___ Records supplied

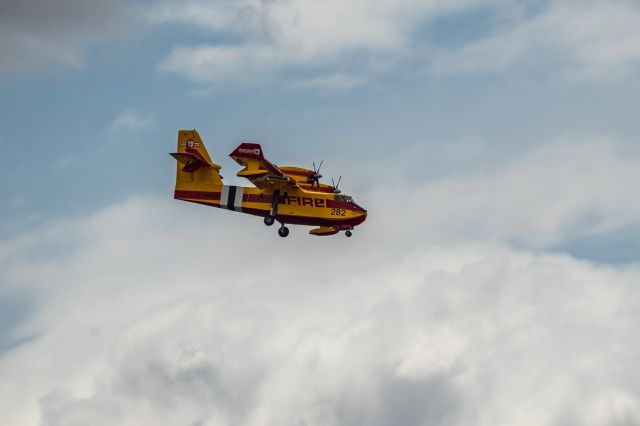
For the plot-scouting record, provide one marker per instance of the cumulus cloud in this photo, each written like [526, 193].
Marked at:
[275, 37]
[197, 316]
[262, 41]
[38, 33]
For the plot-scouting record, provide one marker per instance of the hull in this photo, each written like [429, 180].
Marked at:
[296, 207]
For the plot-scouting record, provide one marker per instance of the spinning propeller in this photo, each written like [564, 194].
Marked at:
[315, 178]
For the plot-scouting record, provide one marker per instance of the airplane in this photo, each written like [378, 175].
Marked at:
[288, 195]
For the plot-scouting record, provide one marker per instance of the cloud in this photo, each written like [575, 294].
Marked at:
[194, 316]
[39, 33]
[273, 38]
[257, 42]
[158, 319]
[130, 119]
[592, 39]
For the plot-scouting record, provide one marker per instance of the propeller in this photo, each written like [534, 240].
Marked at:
[335, 185]
[315, 178]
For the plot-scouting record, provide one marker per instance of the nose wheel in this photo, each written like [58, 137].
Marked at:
[283, 231]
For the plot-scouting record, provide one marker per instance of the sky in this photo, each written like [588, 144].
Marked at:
[495, 144]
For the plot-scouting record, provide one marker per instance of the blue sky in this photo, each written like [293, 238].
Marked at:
[495, 144]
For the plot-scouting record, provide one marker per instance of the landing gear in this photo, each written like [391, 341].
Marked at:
[283, 231]
[271, 217]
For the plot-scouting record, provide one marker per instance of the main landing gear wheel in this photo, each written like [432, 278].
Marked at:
[283, 231]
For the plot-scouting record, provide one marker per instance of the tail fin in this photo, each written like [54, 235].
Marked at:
[195, 169]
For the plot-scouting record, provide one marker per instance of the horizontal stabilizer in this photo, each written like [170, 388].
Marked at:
[323, 230]
[251, 174]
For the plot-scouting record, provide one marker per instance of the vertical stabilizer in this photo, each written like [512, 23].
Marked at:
[196, 171]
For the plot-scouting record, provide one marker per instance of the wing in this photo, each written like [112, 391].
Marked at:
[259, 170]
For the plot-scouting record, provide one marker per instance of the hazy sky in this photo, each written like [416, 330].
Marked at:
[495, 143]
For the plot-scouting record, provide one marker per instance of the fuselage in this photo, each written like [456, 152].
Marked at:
[295, 206]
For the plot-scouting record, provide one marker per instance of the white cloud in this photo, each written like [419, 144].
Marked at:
[270, 40]
[276, 37]
[41, 33]
[197, 316]
[130, 119]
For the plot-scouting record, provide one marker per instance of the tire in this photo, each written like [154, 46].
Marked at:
[283, 232]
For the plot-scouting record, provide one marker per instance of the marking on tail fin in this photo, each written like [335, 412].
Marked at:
[190, 144]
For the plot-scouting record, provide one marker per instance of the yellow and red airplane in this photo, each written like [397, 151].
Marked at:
[289, 195]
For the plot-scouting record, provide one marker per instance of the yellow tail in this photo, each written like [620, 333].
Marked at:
[195, 169]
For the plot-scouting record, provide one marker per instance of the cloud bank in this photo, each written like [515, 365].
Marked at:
[154, 311]
[299, 40]
[39, 33]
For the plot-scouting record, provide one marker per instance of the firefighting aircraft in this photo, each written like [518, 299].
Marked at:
[289, 195]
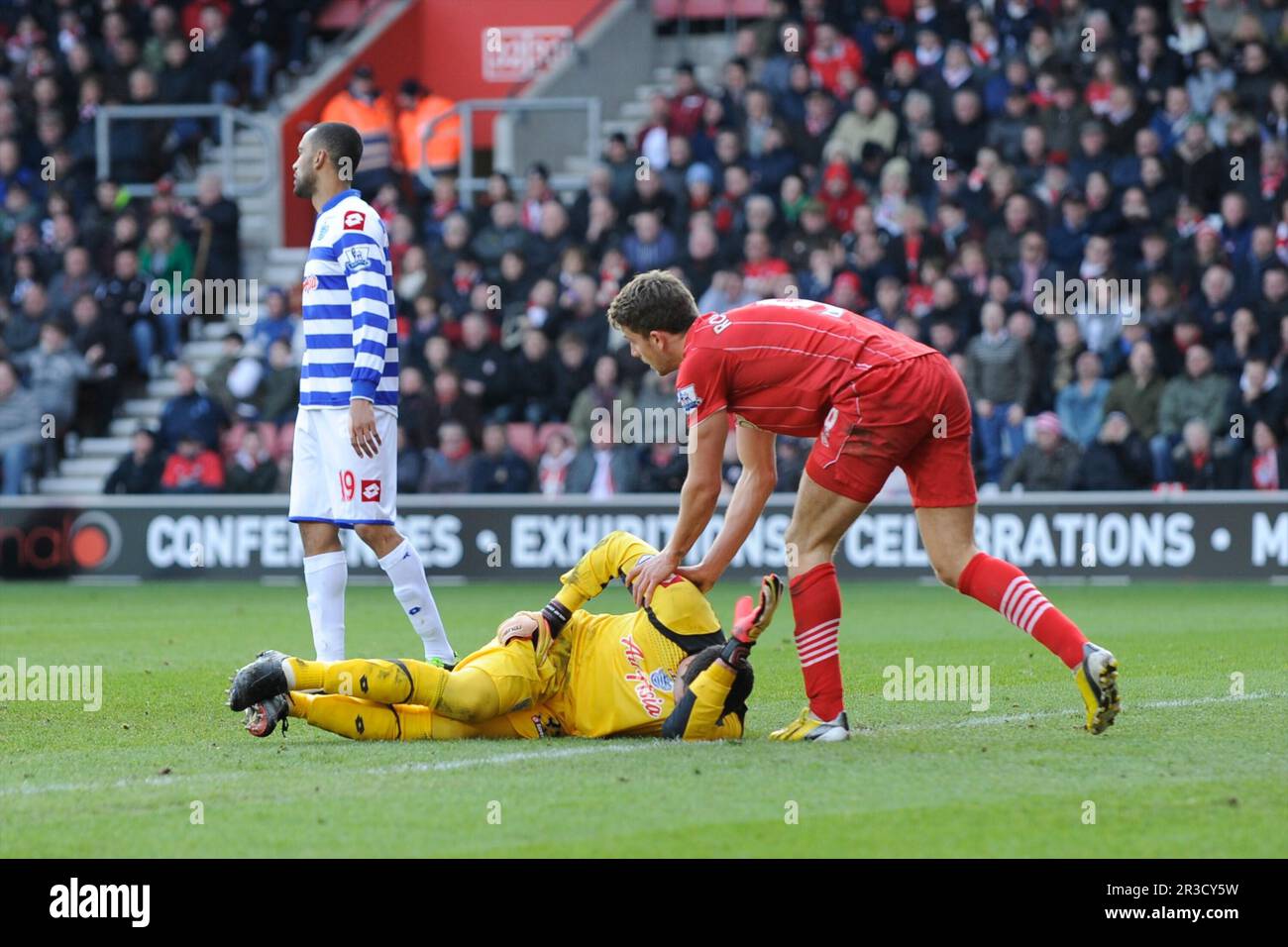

______

§ **Directions**
Skip the pictures and output all entries exactly.

§ **Answer area**
For the plot-scouting record, provide one marker per instance of the cumulus cloud in this photo, each written like [526, 193].
Marked at:
[275, 37]
[197, 316]
[262, 41]
[38, 33]
For the plot-scouting record, provide one marker per instance of the hull in this photo, each written like [429, 180].
Marked at:
[296, 207]
For the plot-scouting record, provide one marker per instance of the spinning propeller in this photo, each written like [564, 194].
Marked at:
[315, 178]
For the plot-scouting record, provide one marker per instance of the airplane in this photo, each written like [378, 175].
Marked at:
[288, 195]
For the plot-scouting record, provide one marker per instance of the cloud in this photo, each written like [575, 294].
Marked at:
[194, 316]
[39, 33]
[273, 38]
[257, 42]
[158, 319]
[130, 119]
[592, 39]
For the plot-scouting record, provide one marker per instance of the propeller in this photo, each written like [534, 240].
Marked at:
[335, 185]
[315, 178]
For the plot-scouting record, provide one marker per instance of the nose wheel in this photo, each written like [58, 137].
Marked at:
[283, 231]
For the plot-scouting record, provide one marker per instance of the sky in this photo, each written like [588, 144].
Marked at:
[495, 144]
For the plot-scouting record, provide one marker per instance of the blue sky in this photo, each written like [293, 238].
Marked at:
[495, 144]
For the plot-scouting record, provide one marker per instance of the landing gear in this photo, each written like [391, 341].
Marked at:
[283, 231]
[271, 217]
For the plot-scouting record, provide one marker per instance of the main landing gear wheel in this photo, each written like [432, 278].
Marked at:
[283, 231]
For the plot-scouting record, provide one marker per instance of the tail fin in this photo, each written like [54, 235].
Marked at:
[195, 169]
For the plot-scouting record, provide one marker per instance of the horizontal stabilizer in this photo, each written like [170, 388].
Marked at:
[323, 230]
[251, 174]
For the plot-scouting record, provide one marker per instance of the vertical stabilizer in this photo, each written like [512, 23].
Marked at:
[196, 171]
For the plot-scouting record, provide one marker per instance of the wing in this photo, each written like [112, 391].
Marked at:
[259, 170]
For the plot-scouting record, provide one marker per instance of the hazy sky in this photo, each written like [416, 330].
Marked at:
[495, 143]
For the plot-scouting record, provide one marker per instance of the fuselage in this photo, each written like [456, 152].
Marked at:
[295, 206]
For the plot-scouting record, provide one marker per instance of the white cloud in this photo, each written like [419, 144].
Marked at:
[270, 40]
[276, 37]
[41, 33]
[197, 316]
[130, 119]
For the plot-scouting record, provide one marker per instance of the tire in this photo, each written like [154, 46].
Marked at:
[283, 232]
For the plot-scouting record, provide one marker per instance of the marking on tail fin in this photo, each written like [335, 412].
Marked at:
[190, 144]
For the plot-scouting record, provide one marker per instance of the yellow and red airplane in this photo, each written like [397, 151].
Marked at:
[289, 195]
For the plot-scouting record, provide one marker per instance of the yellow tail in this photo, each written like [620, 333].
Marked at:
[195, 169]
For the plot-scouting record, provide one marker per instance of the cloud bank in this photo, each written like [515, 365].
Marked at:
[154, 311]
[299, 40]
[39, 33]
For the plot-scouting record, provide one marker per instance of the firefighting aircraft in this photo, each written like [518, 299].
Marked at:
[289, 195]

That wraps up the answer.